# Small lathe question



## tmuir (Dec 9, 2007)

Hopefully by February next year my workshop will be finished and ready for me to use so I really need to decide which lathe to buy.
Budget and availability really limits me to more the hobby style lathes.
There are two I've been looking at 
the smaller AL-30
http://www.hareandforbes.com.au/sample_2/Catalogues/Metalworking/09.html
or the bigger AL-60
http://www.hareandforbes.com.au/sample_2/Catalogues/Metalworking/10.html

I would prefer the smaller one as it will give me more room in my workshop to put other equipment but there is one thing that has put me off it so far.
It uses 8mm tool bits not 12mm (half inch) tools.
The place where I want to buy it from does not sell knurling tools to fit 8mm tool holders and I want the ability to do knurling. Can anyone confirm for me whether it is possible to buy a knurling tool off the shelf that will fit 8mm tool holders?
Thanks


----------



## greenie (Dec 9, 2007)

Yes, from the exact same place that your looking at now, go to page 35 and you'll find the knurling tool holders, part # L 079. OK, its shank is 5/8"high, now what's it made of and how easy is it to trim it to fit the toolpost of the AL 60.

(Pointing lines)
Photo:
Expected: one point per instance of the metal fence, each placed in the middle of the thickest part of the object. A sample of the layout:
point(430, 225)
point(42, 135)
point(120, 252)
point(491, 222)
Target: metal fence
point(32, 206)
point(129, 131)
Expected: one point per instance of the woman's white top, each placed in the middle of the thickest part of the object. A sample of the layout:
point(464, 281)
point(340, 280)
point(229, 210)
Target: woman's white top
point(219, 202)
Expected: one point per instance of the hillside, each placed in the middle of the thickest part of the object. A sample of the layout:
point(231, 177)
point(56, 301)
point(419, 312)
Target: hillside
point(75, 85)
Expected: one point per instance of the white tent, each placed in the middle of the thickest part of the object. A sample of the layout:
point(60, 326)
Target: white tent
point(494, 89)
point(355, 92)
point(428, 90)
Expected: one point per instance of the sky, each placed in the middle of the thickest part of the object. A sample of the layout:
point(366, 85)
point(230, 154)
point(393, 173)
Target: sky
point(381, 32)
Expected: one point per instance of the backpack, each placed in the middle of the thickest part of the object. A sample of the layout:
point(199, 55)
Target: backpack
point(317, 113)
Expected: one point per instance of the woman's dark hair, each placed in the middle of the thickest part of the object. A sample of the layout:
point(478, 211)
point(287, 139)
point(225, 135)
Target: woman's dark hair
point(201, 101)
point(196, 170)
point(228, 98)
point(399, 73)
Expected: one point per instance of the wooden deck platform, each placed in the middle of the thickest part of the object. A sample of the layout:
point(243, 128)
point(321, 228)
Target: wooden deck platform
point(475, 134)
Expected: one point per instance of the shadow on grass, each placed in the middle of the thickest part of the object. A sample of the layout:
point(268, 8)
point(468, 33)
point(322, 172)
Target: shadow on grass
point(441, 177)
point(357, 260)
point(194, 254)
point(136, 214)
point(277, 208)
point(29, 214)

→ TASKS TO PERFORM
• A. List each distinct size measurement given in the lathe thread, naming each one only once.
• B. Reproduce the passage of the lathe thread starting at "There are two" and ending at "(half inch) tools.".

→ FULL SOLUTIONS
• A.
8mm
12mm (half inch)
5/8"

• B.
There are two I've been looking at 
the smaller AL-30
http://www.hareandforbes.com.au/sample_2/Catalogues/Metalworking/09.html
or the bigger AL-60
http://www.hareandforbes.com.au/sample_2/Catalogues/Metalworking/10.html

I would prefer the smaller one as it will give me more room in my workshop to put other equipment but there is one thing that has put me off it so far.
It uses 8mm tool bits not 12mm (half inch) tools.